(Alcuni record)

+++++

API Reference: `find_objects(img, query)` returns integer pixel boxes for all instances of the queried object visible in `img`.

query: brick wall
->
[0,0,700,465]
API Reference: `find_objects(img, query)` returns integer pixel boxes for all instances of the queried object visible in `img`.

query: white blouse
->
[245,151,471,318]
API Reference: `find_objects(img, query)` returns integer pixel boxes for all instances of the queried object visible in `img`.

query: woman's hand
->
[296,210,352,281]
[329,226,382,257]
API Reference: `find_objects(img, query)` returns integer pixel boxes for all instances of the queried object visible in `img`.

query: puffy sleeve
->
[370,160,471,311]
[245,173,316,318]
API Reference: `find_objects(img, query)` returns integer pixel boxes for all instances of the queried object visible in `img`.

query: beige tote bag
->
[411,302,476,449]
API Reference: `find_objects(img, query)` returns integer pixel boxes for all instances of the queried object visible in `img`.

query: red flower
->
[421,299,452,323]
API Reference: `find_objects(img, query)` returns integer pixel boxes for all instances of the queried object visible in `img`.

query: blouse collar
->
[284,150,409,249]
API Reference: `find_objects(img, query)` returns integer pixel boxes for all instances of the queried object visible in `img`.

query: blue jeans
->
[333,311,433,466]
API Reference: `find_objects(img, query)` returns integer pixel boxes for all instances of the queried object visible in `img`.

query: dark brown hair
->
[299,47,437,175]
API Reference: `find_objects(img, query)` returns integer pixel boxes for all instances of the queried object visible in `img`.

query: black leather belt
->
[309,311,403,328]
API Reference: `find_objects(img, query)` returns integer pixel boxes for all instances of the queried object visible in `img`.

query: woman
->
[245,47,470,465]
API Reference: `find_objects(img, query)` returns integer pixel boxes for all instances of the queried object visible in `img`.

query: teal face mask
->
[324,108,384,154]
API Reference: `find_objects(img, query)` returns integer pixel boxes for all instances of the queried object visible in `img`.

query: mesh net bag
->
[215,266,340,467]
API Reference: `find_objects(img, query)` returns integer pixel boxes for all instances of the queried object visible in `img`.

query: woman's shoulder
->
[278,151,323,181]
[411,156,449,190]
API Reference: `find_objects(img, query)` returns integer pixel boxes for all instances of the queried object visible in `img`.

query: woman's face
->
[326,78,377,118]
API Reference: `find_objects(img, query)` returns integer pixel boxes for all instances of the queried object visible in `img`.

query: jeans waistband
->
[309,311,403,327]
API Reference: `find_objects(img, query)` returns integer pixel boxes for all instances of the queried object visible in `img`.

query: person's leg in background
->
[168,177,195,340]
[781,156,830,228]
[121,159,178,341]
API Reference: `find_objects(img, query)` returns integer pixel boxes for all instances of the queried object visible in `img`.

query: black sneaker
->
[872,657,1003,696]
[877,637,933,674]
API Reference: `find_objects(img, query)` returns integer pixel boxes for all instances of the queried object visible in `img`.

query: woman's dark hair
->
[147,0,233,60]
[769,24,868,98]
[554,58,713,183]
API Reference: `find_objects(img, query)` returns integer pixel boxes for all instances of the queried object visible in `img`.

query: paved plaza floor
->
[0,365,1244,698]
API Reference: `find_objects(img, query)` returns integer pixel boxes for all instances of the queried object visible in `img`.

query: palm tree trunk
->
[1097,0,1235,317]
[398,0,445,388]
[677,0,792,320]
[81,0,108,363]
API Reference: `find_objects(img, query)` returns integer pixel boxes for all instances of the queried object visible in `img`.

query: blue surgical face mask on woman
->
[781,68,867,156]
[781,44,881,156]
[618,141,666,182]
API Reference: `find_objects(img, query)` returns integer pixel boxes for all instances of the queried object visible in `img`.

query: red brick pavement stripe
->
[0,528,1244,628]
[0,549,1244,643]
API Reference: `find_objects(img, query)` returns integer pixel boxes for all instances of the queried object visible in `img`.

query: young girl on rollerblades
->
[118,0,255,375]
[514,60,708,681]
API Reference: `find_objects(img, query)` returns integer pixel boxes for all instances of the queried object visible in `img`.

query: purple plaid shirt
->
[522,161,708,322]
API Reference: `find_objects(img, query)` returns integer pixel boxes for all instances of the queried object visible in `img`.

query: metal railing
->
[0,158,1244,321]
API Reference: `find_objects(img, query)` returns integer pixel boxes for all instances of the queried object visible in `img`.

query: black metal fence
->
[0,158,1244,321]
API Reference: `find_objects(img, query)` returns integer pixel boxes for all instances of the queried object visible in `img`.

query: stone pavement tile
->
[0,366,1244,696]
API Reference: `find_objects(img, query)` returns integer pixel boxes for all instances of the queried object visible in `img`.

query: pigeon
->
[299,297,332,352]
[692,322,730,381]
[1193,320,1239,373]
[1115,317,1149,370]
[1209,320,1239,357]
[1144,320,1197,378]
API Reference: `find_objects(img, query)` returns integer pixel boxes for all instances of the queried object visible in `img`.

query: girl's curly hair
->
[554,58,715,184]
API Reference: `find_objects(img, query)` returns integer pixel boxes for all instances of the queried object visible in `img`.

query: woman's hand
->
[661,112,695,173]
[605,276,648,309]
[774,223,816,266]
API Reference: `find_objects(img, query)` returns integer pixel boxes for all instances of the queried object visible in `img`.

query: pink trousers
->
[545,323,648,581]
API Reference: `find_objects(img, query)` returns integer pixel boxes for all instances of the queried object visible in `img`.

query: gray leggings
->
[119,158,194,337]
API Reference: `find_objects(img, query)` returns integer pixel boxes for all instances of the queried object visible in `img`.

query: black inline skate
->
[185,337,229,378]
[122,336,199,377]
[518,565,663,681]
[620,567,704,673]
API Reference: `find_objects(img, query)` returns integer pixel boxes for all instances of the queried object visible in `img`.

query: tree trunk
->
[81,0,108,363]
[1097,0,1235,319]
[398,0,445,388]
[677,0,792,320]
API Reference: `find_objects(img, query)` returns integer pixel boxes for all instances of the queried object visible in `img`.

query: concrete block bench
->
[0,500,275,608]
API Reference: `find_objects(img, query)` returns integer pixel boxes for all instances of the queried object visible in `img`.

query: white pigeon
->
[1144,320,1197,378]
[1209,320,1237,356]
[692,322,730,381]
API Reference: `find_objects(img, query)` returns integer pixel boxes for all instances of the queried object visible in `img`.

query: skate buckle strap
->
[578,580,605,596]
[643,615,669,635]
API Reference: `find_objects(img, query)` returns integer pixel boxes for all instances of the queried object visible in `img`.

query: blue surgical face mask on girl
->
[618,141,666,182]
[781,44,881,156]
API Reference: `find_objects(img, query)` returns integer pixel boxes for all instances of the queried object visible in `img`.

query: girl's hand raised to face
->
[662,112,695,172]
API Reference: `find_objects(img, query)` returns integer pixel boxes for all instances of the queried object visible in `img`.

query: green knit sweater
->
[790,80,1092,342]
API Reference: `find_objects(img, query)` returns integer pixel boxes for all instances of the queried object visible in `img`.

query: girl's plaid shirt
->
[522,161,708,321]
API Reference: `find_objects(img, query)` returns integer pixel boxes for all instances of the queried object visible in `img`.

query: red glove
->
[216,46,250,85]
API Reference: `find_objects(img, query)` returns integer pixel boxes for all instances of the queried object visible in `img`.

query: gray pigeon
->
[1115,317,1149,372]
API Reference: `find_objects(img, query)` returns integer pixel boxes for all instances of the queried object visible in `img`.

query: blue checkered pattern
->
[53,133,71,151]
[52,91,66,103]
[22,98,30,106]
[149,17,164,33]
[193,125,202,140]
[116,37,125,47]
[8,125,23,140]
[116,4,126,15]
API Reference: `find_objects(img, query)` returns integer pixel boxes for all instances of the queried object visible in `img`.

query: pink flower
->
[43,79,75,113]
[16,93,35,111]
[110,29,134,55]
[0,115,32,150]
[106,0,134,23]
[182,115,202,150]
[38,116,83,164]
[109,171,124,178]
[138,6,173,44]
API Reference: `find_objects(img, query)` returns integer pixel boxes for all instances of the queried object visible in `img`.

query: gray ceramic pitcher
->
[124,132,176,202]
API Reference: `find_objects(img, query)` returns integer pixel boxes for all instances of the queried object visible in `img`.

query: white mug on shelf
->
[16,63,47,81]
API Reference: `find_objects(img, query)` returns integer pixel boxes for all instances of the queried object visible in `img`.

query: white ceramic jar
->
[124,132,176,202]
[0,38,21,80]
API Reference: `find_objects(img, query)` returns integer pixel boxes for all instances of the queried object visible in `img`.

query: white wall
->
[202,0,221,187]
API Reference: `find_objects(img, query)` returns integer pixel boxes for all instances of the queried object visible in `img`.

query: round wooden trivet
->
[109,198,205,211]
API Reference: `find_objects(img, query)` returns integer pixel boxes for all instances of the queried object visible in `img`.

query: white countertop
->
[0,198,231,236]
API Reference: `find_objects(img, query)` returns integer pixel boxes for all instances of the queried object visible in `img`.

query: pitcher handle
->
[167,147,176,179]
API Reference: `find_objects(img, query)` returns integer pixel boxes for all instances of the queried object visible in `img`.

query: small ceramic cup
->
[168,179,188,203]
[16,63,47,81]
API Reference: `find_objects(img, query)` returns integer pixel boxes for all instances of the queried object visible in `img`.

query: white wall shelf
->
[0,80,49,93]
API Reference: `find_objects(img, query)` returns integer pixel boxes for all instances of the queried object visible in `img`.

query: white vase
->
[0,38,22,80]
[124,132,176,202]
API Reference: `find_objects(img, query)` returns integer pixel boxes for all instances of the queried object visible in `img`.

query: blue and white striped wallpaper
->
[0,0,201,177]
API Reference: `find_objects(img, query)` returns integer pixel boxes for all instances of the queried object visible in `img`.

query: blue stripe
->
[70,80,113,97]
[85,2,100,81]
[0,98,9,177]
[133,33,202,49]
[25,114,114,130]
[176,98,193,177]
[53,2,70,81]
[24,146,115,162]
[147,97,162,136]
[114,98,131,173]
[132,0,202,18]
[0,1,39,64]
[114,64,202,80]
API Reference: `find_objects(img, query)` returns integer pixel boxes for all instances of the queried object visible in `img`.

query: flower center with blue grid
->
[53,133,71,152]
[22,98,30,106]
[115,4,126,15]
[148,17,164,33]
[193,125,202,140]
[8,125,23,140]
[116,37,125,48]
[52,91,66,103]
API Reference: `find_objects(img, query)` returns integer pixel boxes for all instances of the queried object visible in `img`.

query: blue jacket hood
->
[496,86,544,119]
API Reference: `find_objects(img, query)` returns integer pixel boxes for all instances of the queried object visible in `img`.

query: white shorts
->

+++++

> **Cosa si chiede**: Riporti ogni riga dei record in cui compare la parola "plaid".

> **Esercizio svolto**:
query: purple plaid shirt
query: girl's plaid shirt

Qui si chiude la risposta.